Task instructions:
Transcribe the entries, keeping every character the same.

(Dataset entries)
++++++
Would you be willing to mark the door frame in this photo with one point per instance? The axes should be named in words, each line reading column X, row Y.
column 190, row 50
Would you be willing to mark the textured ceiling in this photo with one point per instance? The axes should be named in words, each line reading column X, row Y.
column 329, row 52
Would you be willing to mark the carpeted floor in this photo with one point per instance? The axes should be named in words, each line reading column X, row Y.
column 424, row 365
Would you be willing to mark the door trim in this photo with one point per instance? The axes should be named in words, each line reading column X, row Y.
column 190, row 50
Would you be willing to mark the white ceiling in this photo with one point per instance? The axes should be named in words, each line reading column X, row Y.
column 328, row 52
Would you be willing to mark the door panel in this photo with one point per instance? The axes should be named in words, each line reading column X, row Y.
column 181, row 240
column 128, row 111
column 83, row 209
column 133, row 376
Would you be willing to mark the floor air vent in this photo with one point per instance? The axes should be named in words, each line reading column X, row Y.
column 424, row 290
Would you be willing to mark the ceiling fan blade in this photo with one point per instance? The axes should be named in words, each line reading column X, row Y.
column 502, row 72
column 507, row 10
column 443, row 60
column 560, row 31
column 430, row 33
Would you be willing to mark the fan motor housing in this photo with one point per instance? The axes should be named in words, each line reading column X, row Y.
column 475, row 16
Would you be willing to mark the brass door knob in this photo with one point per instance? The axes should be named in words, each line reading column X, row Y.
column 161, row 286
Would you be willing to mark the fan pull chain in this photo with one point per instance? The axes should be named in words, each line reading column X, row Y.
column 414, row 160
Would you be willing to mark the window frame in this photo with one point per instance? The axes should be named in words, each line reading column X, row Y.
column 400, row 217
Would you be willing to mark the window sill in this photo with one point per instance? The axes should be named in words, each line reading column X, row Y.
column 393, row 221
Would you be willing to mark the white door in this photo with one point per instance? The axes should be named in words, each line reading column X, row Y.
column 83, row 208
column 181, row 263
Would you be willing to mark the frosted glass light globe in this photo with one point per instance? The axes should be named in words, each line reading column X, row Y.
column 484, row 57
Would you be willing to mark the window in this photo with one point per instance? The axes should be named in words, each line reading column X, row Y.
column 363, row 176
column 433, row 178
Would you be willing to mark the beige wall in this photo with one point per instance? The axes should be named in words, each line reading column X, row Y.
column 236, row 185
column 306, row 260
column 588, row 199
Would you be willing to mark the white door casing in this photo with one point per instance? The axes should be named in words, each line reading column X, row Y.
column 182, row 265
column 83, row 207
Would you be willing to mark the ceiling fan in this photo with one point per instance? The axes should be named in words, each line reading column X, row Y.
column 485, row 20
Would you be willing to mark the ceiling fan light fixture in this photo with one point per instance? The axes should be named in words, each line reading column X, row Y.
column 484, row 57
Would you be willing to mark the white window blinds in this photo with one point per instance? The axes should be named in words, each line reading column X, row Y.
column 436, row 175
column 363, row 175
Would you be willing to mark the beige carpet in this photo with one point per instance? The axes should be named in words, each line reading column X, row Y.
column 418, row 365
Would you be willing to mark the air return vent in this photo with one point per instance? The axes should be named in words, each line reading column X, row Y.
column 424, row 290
++++++
Completed exercise:
Would you be willing to mark the door frame in this photo with one point per instance? The axes should be named in words, each line reading column X, row Y.
column 190, row 50
Would you be willing to mark the textured ceiling in this photo with one point per instance? The axes should be named in words, each line reading column X, row Y.
column 329, row 52
Would you be willing to mark the carpeted floor in this photo with one point per instance? The axes should be named in words, each line reading column X, row Y.
column 424, row 365
Would you be willing to mark the door trim in this photo with one point per instance? The axes should be named in words, each line reading column X, row Y.
column 190, row 50
Would you be willing to mark the white ceiling in this photo with one point per instance? The axes should be named in words, each line reading column X, row Y.
column 328, row 52
Would you be willing to mark the door panel in this photo with one point per instance? The axes should be named in words, each line reading column X, row Y.
column 181, row 240
column 128, row 111
column 83, row 209
column 133, row 376
Would you be willing to mark the floor air vent in this photo with one point per instance? The axes should be named in words, each line reading column X, row Y.
column 424, row 290
Would you be willing to mark the ceiling fan blade in this photo with one point per instance? The axes should be named in words, each line reading column X, row Y.
column 502, row 72
column 507, row 10
column 443, row 60
column 560, row 31
column 430, row 33
Would you be willing to mark the fan motor housing in this photo with one point per instance? The axes should be named in words, each line reading column X, row Y.
column 475, row 16
Would you be willing to mark the brass door knob in this photo with one point per instance? The axes should be named in words, each line reading column X, row Y.
column 161, row 286
Would you be willing to mark the fan pull chain in this photo with one point per instance? The axes should be named in words, each line reading column X, row Y.
column 414, row 160
Would you be willing to mark the window frame in this photo with one point per instance? The axes should be named in words, each line reading column X, row Y.
column 400, row 217
Would you be willing to mark the window sill in this photo with one point per instance? The axes should be named in words, each line reading column X, row Y.
column 393, row 221
Would you be willing to mark the white door in this photo with one point per instance? The axes should be named in words, each line reading column X, row Y.
column 83, row 208
column 181, row 263
Would you be willing to mark the frosted glass light globe in this photo with one point per instance? The axes should be named in words, each line reading column X, row Y.
column 484, row 57
Would you be willing to mark the window in this photo with one point per instance? The axes should be named in words, each line reading column X, row Y.
column 363, row 176
column 433, row 178
Would you be willing to mark the beige wall in this photo with one point per instance? The axes should be named in words, each line reading column X, row Y.
column 236, row 185
column 306, row 260
column 588, row 199
Would you be willing to mark the white door casing in this photo with one point per instance? The axes should be named in words, each line reading column X, row Y.
column 182, row 265
column 83, row 207
Would you be willing to mark the ceiling fan in this photo with one point per instance? The axes should be named in words, each line reading column X, row Y.
column 485, row 20
Would you be willing to mark the ceiling fan light fixture in this photo with one point per instance? The axes should be named in words, each line reading column X, row Y.
column 484, row 57
Would you be willing to mark the white window blinds in this photo with one point per instance? The axes should be named in words, each line reading column X, row Y.
column 436, row 175
column 363, row 175
Would you be willing to mark the beige carpet in this photo with one point per instance? The axes should be named in words, each line reading column X, row Y.
column 418, row 365
Would you be willing to mark the air return vent in this photo with one point per instance? The axes should be named in words, each line reading column X, row Y.
column 424, row 290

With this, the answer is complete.